__RECORDS FOR THE EXERCISE__
━━━━━━━━━━━━━━━━━━━━
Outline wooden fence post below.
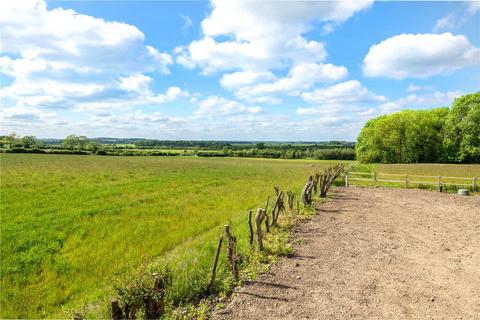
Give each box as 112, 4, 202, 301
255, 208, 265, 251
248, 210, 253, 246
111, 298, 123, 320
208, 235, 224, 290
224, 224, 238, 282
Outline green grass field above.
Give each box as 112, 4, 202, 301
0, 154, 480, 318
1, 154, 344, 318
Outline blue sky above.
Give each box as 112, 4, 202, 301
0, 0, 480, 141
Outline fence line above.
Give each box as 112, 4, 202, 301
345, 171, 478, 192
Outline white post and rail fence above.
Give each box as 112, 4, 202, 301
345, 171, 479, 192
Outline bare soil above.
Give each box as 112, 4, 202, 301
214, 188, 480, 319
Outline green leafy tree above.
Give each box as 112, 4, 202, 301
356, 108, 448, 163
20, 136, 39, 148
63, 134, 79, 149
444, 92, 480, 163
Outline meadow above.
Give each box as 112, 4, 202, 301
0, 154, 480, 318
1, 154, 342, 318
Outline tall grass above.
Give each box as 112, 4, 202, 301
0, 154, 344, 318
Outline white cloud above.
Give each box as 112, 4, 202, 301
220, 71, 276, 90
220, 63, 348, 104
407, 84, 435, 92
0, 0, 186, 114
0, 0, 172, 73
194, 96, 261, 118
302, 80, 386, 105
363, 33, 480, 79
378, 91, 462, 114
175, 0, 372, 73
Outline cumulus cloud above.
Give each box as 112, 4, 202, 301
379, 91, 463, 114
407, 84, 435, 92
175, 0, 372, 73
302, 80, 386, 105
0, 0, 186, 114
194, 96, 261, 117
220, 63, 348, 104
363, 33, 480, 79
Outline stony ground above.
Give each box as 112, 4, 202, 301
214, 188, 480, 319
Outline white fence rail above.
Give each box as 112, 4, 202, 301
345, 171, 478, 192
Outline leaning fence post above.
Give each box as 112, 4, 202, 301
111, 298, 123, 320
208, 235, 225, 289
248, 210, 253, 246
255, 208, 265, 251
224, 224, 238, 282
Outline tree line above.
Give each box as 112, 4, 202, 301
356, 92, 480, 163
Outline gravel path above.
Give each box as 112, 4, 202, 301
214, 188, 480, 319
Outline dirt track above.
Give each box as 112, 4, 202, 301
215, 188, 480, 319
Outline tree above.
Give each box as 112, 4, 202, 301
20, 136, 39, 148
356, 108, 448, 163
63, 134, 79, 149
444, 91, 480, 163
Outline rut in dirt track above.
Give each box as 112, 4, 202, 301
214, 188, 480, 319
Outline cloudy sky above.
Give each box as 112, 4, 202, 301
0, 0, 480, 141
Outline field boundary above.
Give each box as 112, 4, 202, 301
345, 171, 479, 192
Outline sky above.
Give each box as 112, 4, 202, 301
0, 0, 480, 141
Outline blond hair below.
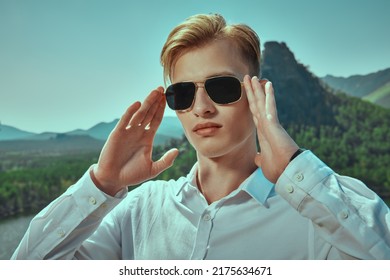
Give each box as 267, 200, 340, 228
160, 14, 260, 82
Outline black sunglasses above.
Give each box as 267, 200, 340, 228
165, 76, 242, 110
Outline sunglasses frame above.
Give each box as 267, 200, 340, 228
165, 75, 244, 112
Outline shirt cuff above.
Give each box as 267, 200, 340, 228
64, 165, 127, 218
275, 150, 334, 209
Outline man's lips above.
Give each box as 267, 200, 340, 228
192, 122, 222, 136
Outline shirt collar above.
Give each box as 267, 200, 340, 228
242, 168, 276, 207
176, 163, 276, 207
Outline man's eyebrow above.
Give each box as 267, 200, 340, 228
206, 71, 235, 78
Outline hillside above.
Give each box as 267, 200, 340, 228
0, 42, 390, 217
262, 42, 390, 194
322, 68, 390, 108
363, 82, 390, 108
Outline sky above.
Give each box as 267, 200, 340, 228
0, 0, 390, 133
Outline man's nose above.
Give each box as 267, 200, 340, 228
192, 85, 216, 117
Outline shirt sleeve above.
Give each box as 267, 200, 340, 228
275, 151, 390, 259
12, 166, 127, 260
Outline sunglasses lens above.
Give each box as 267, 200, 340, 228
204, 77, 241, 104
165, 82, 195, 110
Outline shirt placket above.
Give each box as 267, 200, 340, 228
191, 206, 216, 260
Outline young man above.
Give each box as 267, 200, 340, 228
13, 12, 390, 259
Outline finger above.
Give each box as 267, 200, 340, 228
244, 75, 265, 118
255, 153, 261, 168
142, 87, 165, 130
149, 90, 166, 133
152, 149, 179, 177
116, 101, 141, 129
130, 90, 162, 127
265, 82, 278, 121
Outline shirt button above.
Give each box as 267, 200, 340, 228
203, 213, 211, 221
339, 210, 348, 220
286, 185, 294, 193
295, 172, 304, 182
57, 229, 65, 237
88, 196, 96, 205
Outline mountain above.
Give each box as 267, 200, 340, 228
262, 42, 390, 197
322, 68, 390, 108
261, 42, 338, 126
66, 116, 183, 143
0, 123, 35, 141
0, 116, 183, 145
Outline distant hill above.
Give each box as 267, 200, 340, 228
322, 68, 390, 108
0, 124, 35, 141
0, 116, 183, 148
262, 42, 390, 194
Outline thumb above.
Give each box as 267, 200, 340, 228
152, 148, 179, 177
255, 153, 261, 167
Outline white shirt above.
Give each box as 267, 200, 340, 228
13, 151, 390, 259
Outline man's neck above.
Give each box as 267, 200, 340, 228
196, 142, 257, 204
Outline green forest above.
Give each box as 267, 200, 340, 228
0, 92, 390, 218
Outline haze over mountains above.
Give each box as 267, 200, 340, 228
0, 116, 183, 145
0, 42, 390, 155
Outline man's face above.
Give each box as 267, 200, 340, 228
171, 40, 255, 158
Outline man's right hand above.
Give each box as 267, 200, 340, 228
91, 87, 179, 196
━━━━━━━━━━━━━━━━━━━━
__GOAL__
Print all of the records above again line for line, without any changes, but omit the pictures.

__EXERCISE OUTPUT__
Outline wooden fence post below.
Give each box as 112, 4, 202, 301
255, 208, 265, 251
248, 210, 253, 246
111, 298, 123, 320
208, 235, 224, 290
224, 224, 238, 282
Outline green grass field above.
Give each box as 112, 4, 202, 301
0, 154, 480, 318
1, 154, 344, 318
Outline blue sky above.
Give each box as 112, 4, 202, 301
0, 0, 480, 141
Outline fence line above.
Give each box as 112, 4, 202, 301
345, 171, 478, 192
Outline white post and rail fence above.
Give each box as 112, 4, 202, 301
345, 171, 479, 192
Outline bare soil above.
Give each box as 112, 4, 202, 301
214, 188, 480, 319
Outline green leafy tree above.
Give each box as 112, 4, 202, 301
356, 108, 448, 163
20, 136, 39, 148
63, 134, 79, 149
444, 92, 480, 163
Outline meadow above.
Give each box as 112, 4, 202, 301
0, 154, 480, 318
1, 154, 342, 318
Outline tall grass above.
Give each box as 112, 4, 202, 301
0, 154, 344, 318
Outline white cloud above.
Give each box as 112, 4, 202, 301
220, 71, 276, 90
220, 63, 348, 104
407, 84, 435, 92
0, 0, 186, 114
0, 0, 172, 73
194, 96, 261, 118
302, 80, 386, 105
363, 33, 480, 79
378, 91, 462, 114
175, 0, 372, 73
Outline cumulus cloud above.
Give each box as 112, 4, 202, 301
379, 91, 463, 114
407, 84, 435, 92
175, 0, 372, 73
302, 80, 386, 105
0, 0, 186, 114
194, 96, 261, 117
220, 63, 348, 104
363, 33, 480, 79
Outline stony ground above.
Give each box as 112, 4, 202, 301
214, 188, 480, 319
Outline white fence rail above.
Give each box as 112, 4, 202, 301
345, 171, 478, 192
Outline leaning fence post above.
Give each box as 112, 4, 202, 301
111, 298, 123, 320
208, 235, 225, 289
248, 210, 253, 246
255, 208, 265, 251
224, 224, 238, 282
Outline tree line above.
Give each box as 112, 4, 202, 301
356, 92, 480, 163
Outline gravel path above.
Give each box as 112, 4, 202, 301
214, 188, 480, 319
Outline dirt track above.
Give each box as 112, 4, 202, 301
215, 188, 480, 319
Outline tree above.
Give each box as 112, 4, 202, 301
20, 136, 39, 148
356, 108, 448, 163
63, 134, 79, 149
444, 91, 480, 163
Outline rut in dirt track above.
Give each box as 112, 4, 202, 301
214, 188, 480, 319
Outline cloudy sky above.
Give each box as 112, 4, 202, 301
0, 0, 480, 141
Outline field boundary above.
Give each box as 112, 4, 202, 301
345, 171, 479, 192
Outline sky above.
Give each box as 112, 4, 202, 301
0, 0, 480, 141
Outline blond hair below.
Give each box as 267, 200, 340, 228
160, 14, 260, 82
Outline black sunglasses above.
Give each box as 267, 200, 340, 228
165, 76, 242, 110
Outline sunglasses frame above.
Give each box as 267, 200, 340, 228
165, 75, 244, 112
Outline shirt cuff above.
Give each box as 267, 200, 340, 228
64, 165, 127, 218
275, 150, 334, 209
Outline man's lips above.
Give each box as 267, 200, 340, 228
192, 122, 222, 136
Outline shirt collar above.
Give each box as 267, 200, 340, 228
242, 168, 276, 207
176, 163, 276, 207
Outline man's eyebrow above.
Give each box as 267, 200, 340, 228
206, 71, 235, 78
Outline hillside above.
Give each box as 267, 200, 340, 228
0, 42, 390, 217
262, 42, 390, 194
322, 68, 390, 108
363, 82, 390, 108
Outline sky above.
Give each box as 267, 200, 340, 228
0, 0, 390, 133
Outline man's nose above.
Give each box as 267, 200, 340, 228
192, 85, 216, 117
Outline shirt sleeve above.
Give each box as 267, 200, 340, 228
275, 151, 390, 259
12, 166, 127, 260
Outline sunglasses lens above.
Give each box as 267, 200, 340, 228
204, 77, 241, 104
165, 82, 195, 110
Outline shirt placket above.
Give each box as 267, 200, 340, 228
191, 206, 216, 260
Outline young man above.
Give each box as 267, 200, 340, 228
13, 12, 390, 259
Outline finger above.
Give each box as 267, 200, 340, 228
244, 75, 265, 118
255, 153, 261, 168
142, 87, 165, 130
149, 90, 166, 133
152, 149, 179, 177
116, 101, 141, 129
130, 90, 162, 127
265, 82, 278, 121
Outline shirt button above.
Give each box as 267, 200, 340, 228
203, 213, 211, 221
339, 210, 348, 220
286, 185, 294, 193
295, 172, 304, 182
57, 229, 65, 237
88, 196, 96, 205
Outline mountain above.
Give each box as 267, 200, 340, 228
262, 42, 390, 197
322, 68, 390, 108
261, 42, 338, 126
66, 116, 183, 143
0, 123, 35, 141
0, 116, 183, 145
Outline distant hill above.
Give each box as 267, 200, 340, 228
322, 68, 390, 108
0, 124, 35, 141
0, 116, 183, 148
262, 42, 390, 194
Outline thumb above.
Give each box as 267, 200, 340, 228
152, 148, 179, 177
255, 153, 261, 167
Outline white shirt above.
Give each box as 267, 200, 340, 228
13, 151, 390, 259
Outline man's neck above.
Give each box as 267, 200, 340, 228
196, 142, 257, 204
Outline green forest above.
Give each box as 267, 200, 340, 228
0, 92, 390, 218
Outline haze over mountains above.
Give each box as 267, 200, 340, 228
0, 116, 183, 145
0, 42, 390, 155
Outline man's face above.
Give each box as 267, 200, 340, 228
171, 40, 255, 158
Outline man's right hand above.
Give each box as 267, 200, 340, 228
91, 87, 179, 196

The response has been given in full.